Travail à réaliser | Rédigez la suite de l'avis sur l'album La Synagogue, en reprenant juste après sa dernière ligne.
++++ Extrait à lire ++++
J’ai un avis mitigé sur La Synagogue, car un certain nombre d’incartades de l’auteur (comme la première case du bandeau, ou celle sur la tragique affaire Halimi) me semblent assez contestables (Paris est quand même une des dernières grandes villes PS, si l’antisémitisme du meurtre de Sarah Halimi est évident c’est un sujet important de droit que l’irresponsabilité, etc.), elles sont cependant très anecdotiques dans le récit central, même si la construction de l’album est fondée sur des incartades, des allers-retours… C’est assez plaisant dans la majorité des cas, l’album brasse des choses intéressantes sur ce juif qui ne croit guère et se retrouve à garder la synagogue pour échapper aux offices, alors que le terrorisme antijuif se développe.
Mais c’est sur la deuxième case du bandeau que je veux revenir, celle-ci :
p. 125, case 4.
++++ Informations fournies ++++
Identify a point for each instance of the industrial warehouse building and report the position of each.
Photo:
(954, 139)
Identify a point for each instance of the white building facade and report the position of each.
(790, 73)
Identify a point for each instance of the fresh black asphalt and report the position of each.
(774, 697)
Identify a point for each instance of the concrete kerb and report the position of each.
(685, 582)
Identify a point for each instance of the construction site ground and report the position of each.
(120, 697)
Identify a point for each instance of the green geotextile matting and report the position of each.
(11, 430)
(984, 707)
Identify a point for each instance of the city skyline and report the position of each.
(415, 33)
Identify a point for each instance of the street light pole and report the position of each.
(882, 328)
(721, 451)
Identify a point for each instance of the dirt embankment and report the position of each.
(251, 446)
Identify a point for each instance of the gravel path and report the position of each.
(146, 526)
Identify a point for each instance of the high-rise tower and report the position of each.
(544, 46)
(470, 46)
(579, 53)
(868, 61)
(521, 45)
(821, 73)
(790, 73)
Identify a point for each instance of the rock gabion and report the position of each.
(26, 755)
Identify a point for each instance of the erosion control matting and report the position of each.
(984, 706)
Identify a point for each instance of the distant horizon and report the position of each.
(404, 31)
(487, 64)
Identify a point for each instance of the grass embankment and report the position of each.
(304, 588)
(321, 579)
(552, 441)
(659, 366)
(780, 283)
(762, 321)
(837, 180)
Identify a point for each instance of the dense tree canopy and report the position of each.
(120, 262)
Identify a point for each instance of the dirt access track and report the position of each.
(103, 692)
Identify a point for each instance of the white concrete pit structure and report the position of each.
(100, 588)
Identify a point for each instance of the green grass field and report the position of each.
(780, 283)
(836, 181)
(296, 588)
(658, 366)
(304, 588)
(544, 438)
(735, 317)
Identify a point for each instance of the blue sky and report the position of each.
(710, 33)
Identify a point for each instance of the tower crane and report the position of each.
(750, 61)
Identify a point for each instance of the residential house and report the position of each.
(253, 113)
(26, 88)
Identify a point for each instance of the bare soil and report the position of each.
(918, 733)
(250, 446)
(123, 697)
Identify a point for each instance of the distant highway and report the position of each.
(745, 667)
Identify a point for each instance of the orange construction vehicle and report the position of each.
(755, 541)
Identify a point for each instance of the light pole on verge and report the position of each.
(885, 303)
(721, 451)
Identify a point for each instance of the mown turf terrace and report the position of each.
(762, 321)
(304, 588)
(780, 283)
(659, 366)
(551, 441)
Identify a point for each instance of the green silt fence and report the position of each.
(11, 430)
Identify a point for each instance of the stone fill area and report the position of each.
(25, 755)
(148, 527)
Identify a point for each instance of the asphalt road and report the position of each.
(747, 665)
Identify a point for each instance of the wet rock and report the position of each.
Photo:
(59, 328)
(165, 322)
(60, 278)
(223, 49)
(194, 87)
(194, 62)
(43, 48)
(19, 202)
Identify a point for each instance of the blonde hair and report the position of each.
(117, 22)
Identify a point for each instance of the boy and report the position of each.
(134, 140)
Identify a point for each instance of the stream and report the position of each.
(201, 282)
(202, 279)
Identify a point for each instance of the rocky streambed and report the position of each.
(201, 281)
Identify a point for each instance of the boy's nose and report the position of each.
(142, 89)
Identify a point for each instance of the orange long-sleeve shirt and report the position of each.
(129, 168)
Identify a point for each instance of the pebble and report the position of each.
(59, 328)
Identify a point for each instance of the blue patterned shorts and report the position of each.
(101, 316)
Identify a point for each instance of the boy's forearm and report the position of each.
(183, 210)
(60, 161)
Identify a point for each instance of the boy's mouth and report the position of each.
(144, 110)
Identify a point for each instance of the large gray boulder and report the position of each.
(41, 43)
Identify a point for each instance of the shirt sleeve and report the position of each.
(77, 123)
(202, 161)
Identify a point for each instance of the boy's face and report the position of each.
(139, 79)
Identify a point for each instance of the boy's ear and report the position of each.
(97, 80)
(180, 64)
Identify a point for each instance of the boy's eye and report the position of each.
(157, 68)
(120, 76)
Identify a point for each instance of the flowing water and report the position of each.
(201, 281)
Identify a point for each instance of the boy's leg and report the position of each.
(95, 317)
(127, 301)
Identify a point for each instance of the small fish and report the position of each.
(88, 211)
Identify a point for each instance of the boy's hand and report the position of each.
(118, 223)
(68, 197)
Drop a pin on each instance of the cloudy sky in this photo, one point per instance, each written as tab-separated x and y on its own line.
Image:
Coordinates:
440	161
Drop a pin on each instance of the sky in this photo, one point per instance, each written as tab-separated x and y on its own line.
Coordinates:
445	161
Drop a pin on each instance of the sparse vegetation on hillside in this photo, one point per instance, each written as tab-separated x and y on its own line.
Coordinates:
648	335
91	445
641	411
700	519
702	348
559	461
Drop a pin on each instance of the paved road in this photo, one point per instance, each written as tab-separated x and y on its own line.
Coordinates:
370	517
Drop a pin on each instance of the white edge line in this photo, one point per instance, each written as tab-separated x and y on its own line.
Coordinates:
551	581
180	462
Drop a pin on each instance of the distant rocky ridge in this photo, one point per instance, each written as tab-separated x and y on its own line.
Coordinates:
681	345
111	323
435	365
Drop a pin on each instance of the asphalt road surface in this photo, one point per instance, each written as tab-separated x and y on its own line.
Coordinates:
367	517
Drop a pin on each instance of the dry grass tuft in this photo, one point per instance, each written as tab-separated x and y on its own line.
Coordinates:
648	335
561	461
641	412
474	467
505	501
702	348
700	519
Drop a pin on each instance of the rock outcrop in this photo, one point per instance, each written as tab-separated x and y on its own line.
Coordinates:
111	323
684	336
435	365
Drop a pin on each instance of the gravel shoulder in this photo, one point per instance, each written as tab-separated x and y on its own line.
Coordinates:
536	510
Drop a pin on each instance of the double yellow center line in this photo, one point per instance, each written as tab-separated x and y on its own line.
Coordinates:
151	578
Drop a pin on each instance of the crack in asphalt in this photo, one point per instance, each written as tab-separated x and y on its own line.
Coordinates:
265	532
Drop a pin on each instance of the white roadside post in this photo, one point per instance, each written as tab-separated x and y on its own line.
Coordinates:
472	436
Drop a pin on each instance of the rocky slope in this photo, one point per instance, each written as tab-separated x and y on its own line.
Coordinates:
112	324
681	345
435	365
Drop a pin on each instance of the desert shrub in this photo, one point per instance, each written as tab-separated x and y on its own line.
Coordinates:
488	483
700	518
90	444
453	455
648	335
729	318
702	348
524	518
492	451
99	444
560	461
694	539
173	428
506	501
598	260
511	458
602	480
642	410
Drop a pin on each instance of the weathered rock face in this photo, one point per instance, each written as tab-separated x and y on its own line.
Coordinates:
++++
Espace de réponse |
Elle est en partie logique et en partie étonnante. Logique car on y voit un jeune Sfar adorer Rahan, comme tous les enfants de sa génération, et l’acheter à un vendeur militant lors d’une fête locale. Nous avons déjà un peu exploré cette diffusion ici. Le vendeur lui évoque Raymond Poïvet, ce grand dessinateur qui a notamment illustré l’iconique série de Science-Fiction Les Pionniers de l’Espérance, qui paraît de décembre 1945 à août 1974 dans le magazine. Il est assez connu que la série n’était plus très populaire dans les 1970, que le jeune Sfar ne connaisse pas Poïvet est donc normal (de toute façon Sfar est né en 1971, donc il devait acheter des magazines d’occasion), et cette case a sans doute une vocation humoristique montrant comment le jeune dessinateur ne reconnaît alors pas le « grand » dessinateur par excellence du réalisme français.
Ce qui est plus surprenant, c’est de voir le vendeur parler de Marijac. Grand prix de la ville d’Angoulême 1979, il est sans doute le moins connu des lauréats, c’est pourtant quelqu’un de réellement important. Auteur de bande dessinée, résistant, autour des Trois mousquetaires du maquis, Marijac a une activité de scénariste et d’éditeur, à travers l’important journal Coq hardi. Et justement, si Coq hardi est un journal clairement résistant, comme Vaillant, il est aussi clairement gaulliste, et financé à sa création par le MNL.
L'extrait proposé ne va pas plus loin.